Request: Copy the rows below word for word, every one of them, with no changes.

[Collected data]
--- START ---

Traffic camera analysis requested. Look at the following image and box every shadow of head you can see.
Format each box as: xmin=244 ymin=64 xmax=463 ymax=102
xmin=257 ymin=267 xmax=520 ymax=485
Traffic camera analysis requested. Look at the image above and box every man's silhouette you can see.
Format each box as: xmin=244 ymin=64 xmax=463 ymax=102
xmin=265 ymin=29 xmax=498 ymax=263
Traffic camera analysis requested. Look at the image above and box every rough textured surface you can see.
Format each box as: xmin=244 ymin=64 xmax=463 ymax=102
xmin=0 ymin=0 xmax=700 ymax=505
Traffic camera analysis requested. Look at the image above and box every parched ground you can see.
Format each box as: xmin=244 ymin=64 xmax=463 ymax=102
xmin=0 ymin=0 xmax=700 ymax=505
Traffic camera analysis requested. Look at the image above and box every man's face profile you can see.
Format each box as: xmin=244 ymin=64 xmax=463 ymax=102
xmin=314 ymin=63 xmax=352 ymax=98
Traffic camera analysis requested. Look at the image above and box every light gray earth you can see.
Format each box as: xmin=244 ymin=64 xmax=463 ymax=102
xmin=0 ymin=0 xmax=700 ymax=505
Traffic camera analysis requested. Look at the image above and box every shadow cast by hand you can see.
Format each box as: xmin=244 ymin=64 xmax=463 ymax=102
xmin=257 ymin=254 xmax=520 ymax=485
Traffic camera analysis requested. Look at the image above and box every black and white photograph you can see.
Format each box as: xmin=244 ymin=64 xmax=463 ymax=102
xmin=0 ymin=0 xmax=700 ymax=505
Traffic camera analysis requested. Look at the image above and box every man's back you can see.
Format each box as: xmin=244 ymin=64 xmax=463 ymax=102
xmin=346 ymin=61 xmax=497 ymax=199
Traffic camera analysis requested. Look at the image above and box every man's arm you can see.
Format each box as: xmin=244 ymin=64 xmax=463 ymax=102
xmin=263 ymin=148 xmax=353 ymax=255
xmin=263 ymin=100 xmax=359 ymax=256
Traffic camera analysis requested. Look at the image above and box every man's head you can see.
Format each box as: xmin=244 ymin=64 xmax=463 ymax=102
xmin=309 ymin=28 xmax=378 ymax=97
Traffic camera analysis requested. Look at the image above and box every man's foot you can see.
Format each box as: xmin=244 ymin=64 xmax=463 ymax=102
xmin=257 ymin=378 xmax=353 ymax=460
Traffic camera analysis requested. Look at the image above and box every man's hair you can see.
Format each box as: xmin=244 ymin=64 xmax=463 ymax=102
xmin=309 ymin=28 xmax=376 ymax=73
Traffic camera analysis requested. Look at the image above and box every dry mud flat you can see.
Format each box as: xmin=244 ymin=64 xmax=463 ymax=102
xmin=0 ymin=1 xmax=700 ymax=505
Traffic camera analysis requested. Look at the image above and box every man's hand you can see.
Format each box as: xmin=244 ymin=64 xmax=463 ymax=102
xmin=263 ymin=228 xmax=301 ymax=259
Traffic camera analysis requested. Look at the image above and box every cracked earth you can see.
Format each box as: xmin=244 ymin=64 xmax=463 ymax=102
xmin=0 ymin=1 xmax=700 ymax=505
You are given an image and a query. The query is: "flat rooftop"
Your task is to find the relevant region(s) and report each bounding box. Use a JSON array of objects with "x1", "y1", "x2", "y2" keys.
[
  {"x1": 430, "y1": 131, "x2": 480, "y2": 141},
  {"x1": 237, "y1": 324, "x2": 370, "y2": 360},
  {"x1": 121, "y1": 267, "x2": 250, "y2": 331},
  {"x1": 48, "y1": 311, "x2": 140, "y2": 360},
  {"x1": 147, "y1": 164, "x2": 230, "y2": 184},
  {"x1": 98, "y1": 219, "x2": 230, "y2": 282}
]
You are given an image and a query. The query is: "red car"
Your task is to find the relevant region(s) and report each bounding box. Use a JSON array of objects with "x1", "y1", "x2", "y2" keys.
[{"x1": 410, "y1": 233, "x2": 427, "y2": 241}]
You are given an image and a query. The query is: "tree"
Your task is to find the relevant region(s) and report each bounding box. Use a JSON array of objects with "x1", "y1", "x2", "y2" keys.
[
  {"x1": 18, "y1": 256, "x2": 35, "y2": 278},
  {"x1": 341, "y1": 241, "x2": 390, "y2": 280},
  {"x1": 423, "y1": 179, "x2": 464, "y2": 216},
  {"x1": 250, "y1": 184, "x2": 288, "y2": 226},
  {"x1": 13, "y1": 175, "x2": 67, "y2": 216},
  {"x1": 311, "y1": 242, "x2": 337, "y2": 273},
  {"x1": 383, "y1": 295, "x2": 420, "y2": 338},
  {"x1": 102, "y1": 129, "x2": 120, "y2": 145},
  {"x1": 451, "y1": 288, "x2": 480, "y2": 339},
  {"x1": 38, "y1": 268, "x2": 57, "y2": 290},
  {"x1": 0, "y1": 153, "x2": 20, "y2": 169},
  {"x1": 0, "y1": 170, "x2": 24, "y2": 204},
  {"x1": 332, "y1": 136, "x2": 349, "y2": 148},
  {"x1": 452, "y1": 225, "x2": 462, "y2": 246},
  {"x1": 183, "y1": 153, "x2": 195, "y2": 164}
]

--- END ---

Output of the task:
Traffic camera analysis requested. Look at the following image and box every shadow of head you can see.
Format each box as: xmin=244 ymin=64 xmax=463 ymax=102
xmin=257 ymin=267 xmax=520 ymax=485
Traffic camera analysis requested. Look at the image above and box every man's silhouette you can see.
Format each box as: xmin=244 ymin=64 xmax=463 ymax=102
xmin=265 ymin=29 xmax=498 ymax=263
Traffic camera analysis requested. Look at the image above and box every rough textured surface you can see.
Format each box as: xmin=244 ymin=64 xmax=463 ymax=102
xmin=0 ymin=0 xmax=700 ymax=505
Traffic camera analysis requested. Look at the image above and box every parched ground you can see.
Format each box as: xmin=244 ymin=64 xmax=463 ymax=102
xmin=0 ymin=0 xmax=700 ymax=505
Traffic camera analysis requested. Look at the image above and box every man's face profile you can see.
Format each box as: xmin=244 ymin=64 xmax=463 ymax=102
xmin=314 ymin=63 xmax=352 ymax=98
Traffic camera analysis requested. Look at the image above and box every light gray earth you can see.
Format each box as: xmin=244 ymin=64 xmax=463 ymax=102
xmin=0 ymin=0 xmax=700 ymax=505
Traffic camera analysis requested. Look at the image above and box every shadow cast by hand you can see.
Format each box as: xmin=244 ymin=64 xmax=463 ymax=102
xmin=257 ymin=254 xmax=520 ymax=485
Traffic camera analysis requested. Look at the image above and box every black and white photograph you can see.
Format each box as: xmin=244 ymin=64 xmax=463 ymax=102
xmin=0 ymin=0 xmax=700 ymax=505
Traffic camera analysis requested. Look at the image above and box every man's back you can see.
Format each box as: xmin=244 ymin=64 xmax=463 ymax=102
xmin=346 ymin=61 xmax=497 ymax=199
Traffic camera analysis requested. Look at the image above and box every man's arm you can see.
Format each box as: xmin=244 ymin=64 xmax=463 ymax=102
xmin=263 ymin=148 xmax=353 ymax=255
xmin=263 ymin=100 xmax=359 ymax=256
Traffic camera analysis requested. Look at the image above and box every man's head you can see.
Format each box as: xmin=244 ymin=64 xmax=463 ymax=102
xmin=309 ymin=28 xmax=378 ymax=97
Traffic camera analysis requested. Look at the image above and box every man's foot you can see.
Format each box as: xmin=244 ymin=64 xmax=463 ymax=102
xmin=257 ymin=378 xmax=353 ymax=460
Traffic camera analysis requested. Look at the image above and box every man's hair you can see.
Format each box as: xmin=244 ymin=64 xmax=463 ymax=102
xmin=309 ymin=28 xmax=376 ymax=73
Traffic camera analysis requested. Look at the image above and box every dry mud flat you can see.
Format each box as: xmin=244 ymin=64 xmax=463 ymax=102
xmin=0 ymin=1 xmax=700 ymax=505
Traffic camera analysis requested. Look at the image above and box every man's hand you can see.
Format each box as: xmin=244 ymin=64 xmax=463 ymax=102
xmin=263 ymin=228 xmax=301 ymax=259
Traffic camera analysis requested. Look at the image above and box every cracked earth you can see.
Format each box as: xmin=244 ymin=64 xmax=463 ymax=102
xmin=0 ymin=1 xmax=700 ymax=505
You are given an image and a query. The query is: "flat rooftop"
Your task is to find the relevant region(s) and report each bounding box. Use a JSON array of objects with "x1", "y1", "x2", "y2" keys.
[
  {"x1": 430, "y1": 131, "x2": 480, "y2": 141},
  {"x1": 237, "y1": 324, "x2": 370, "y2": 360},
  {"x1": 121, "y1": 267, "x2": 250, "y2": 331},
  {"x1": 48, "y1": 311, "x2": 140, "y2": 360},
  {"x1": 147, "y1": 164, "x2": 230, "y2": 184},
  {"x1": 98, "y1": 219, "x2": 230, "y2": 282}
]
You are given an image and a query. The query is: "red car"
Your task is to find the relevant region(s) and report each bounding box. Use a JSON array of objects with "x1", "y1", "x2", "y2" keys.
[{"x1": 410, "y1": 233, "x2": 427, "y2": 241}]
You are given an image and a query. The query is: "tree"
Your task is to find the relevant region(s) and report each bounding box. Use a JSON array of objects with "x1", "y1", "x2", "y2" keys.
[
  {"x1": 18, "y1": 256, "x2": 35, "y2": 278},
  {"x1": 341, "y1": 241, "x2": 390, "y2": 280},
  {"x1": 423, "y1": 179, "x2": 464, "y2": 216},
  {"x1": 250, "y1": 184, "x2": 288, "y2": 226},
  {"x1": 13, "y1": 175, "x2": 67, "y2": 216},
  {"x1": 311, "y1": 242, "x2": 337, "y2": 273},
  {"x1": 383, "y1": 295, "x2": 420, "y2": 338},
  {"x1": 102, "y1": 129, "x2": 120, "y2": 145},
  {"x1": 451, "y1": 288, "x2": 480, "y2": 339},
  {"x1": 38, "y1": 268, "x2": 57, "y2": 290},
  {"x1": 0, "y1": 153, "x2": 20, "y2": 169},
  {"x1": 0, "y1": 170, "x2": 24, "y2": 204},
  {"x1": 332, "y1": 136, "x2": 349, "y2": 148},
  {"x1": 452, "y1": 225, "x2": 462, "y2": 246},
  {"x1": 183, "y1": 153, "x2": 195, "y2": 164}
]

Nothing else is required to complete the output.